→ **TEXT BLOCK**
****************
The expedition to the Tippecanoe area consisted of nine companies of U.S. regulars, twelve companies of Indiana Militia, and two companies of Kentucky Militia. Harrison's army marched in battle formation toward Prophetstown. Indians were seen all during the march but would not communicate with the troops. By noon on 6 November 1811, the army was nearing the Indian village so all backpacks were put into the freight wagons and the troops were arranged in battle order for the rest of the march. When the troops arrived at the town, it was seen that the Indians had completely surrounded their village with breastworks of logs for protection. A group of Indians came out from the town and asked for peace because of the women and children that were in the village. It was agreed between Harrison and the Indians that a meeting would be held the next morning and hostilities would be suspended until that time.1

Many of the officers were not happy about this situation, they were anxious to begin the battle at once. Harrison did not take the advice of his officers to attack the village immediately. He chose, instead, to wait on the conference with the Indians the next morning. Harrison's reasoning was that he had been given orders to try to settle the dispute by peaceful means, and he also felt he shouldn't endanger his troops if not necessary. He thought he could have won a daylight engagement with the Indians, but the loss to his army would have been higher compared with that of the Prophet. Harrison also undoubtedly knew a victory over the Indians, on their own turf, had never been won when the odds were equal.2

There has been some dispute concerning the selection of a campsite for the army. Some have made charges that it was the Indians who picked the spot, but evidence seems to support the statement of Major Waller Taylor that he and Colonel Clarke, along with several others, were sent, by Harrison, to look for a suitable campsite. John Tipton backs up this contention in his account of the battle.3

The campsite selected was on a piece of ground about 3/4 mile from the Indian village. It was raised about twelve feet above the surrounding prairie and backed by a small creek. The ground was raised about twenty-five feet above Burnett's Creek. The land broadened at the north end, and ended in a point at the south.4 Breastworks for protection of the camp were not erected because there were not enough axes available. Harrison felt that what wood was cut should be used for the comfort of his men. It was also felt, because of the agreement with the Indians, the protection wasn't necessary.5

The camp was laid out in a hollow square with Burnett's Creek to the rear, and prairie on the three sides. The wagons, tents, horses, and cattle were placed in the center of the camp area. There were huge fires in the camp because the only tents were for the officers and men in the regular army. Many of the militia did not even have blankets to keep them warm. Most accounts agree it was cold, windy, and rainy. George Peters, in his account of the battle, stated that "The Night was one of the darkest I ever saw--the wind blew it was cold and the Rain pour'd down in Torrents."6

The camp was put into battle formation for the night. The front line faced southeast toward a wet area of land and in the direction of the Indian village. The front line consisted of U.S. regulars commanded by Major Floyd and on his right and left were companies of Indiana Militia. The U.S. Infantry under the direction of Captain Baen occupied the north end of the rear line, and Lieutenant Colonel Decker was in charge of the Indiana Militia to the south. The rear line ran parallel to Burnett's Creek.7

The right flank, to the south, was located approximately 150 yards north of where the land came to a point. This flank was protected by a unit of Indiana Militia referred to as the "Yellow Jackets." They consisted of about eighty men and were commanded by Captain Spier Spencer of Corydon, Indiana. Their nickname had been earned because they fought so fiercly. The left flank, on the north side of the camp, was manned by 120 men of the Kentucky Mounted Militia under Major Wells and a company of Indiana Militia under Captain Robb. This entire flank was under the command of Major Wells. To the south of Robb's position, a unit of Indiana Cavalry, commanded by Captain Parks and the Dragoons of Kentucky under the direction of Joe Daviess. The right flank was eighty yards wide and the left was about 150 yards in width.8

The orders for the night were that each corps was to hold its position at all costs until such time as it was relieved. The dragoons were ordered, if attacked, to dismount, and with their swords and pistols on, await orders.9

Harrison, in a letter to Governor Scott, described the situation as it stood on the night of 6 November 1811.
****************
→ **GIVEN MATERIAL**
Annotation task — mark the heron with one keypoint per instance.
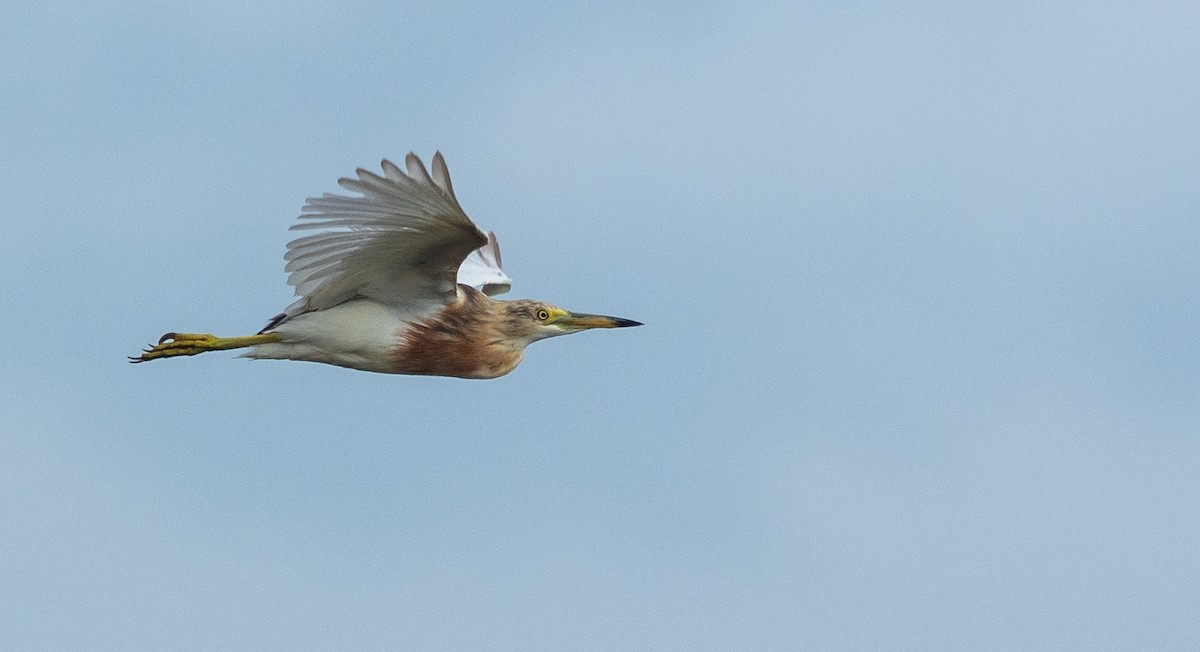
****************
→ **TASK LIST**
A: Answer these questions using the account of the Tippecanoe expedition:
(i) How far from the Indian village was the campsite?
(ii) About how many men made up the "Yellow Jackets"?
(iii) What was in short supply, so that no breastworks were built around the camp?
B: From the account of the Tippecanoe expedition, reproduce the passage from "The orders for" to "6 November 1811.".
C: Name every officer in the account of the Tippecanoe expedition who holds the rank of Captain.

→ **OUTPUTS BY TASK**
A:
(i) About 3/4 mile.
(ii) About eighty men.
(iii) Axes.

B:
The orders for the night were that each corps was to hold its position at all costs until such time as it was relieved. The dragoons were ordered, if attacked, to dismount, and with their swords and pistols on, await orders.9

Harrison, in a letter to Governor Scott, described the situation as it stood on the night of 6 November 1811.

C:
Captain Baen
Captain Spier Spencer
Captain Robb
Captain Parks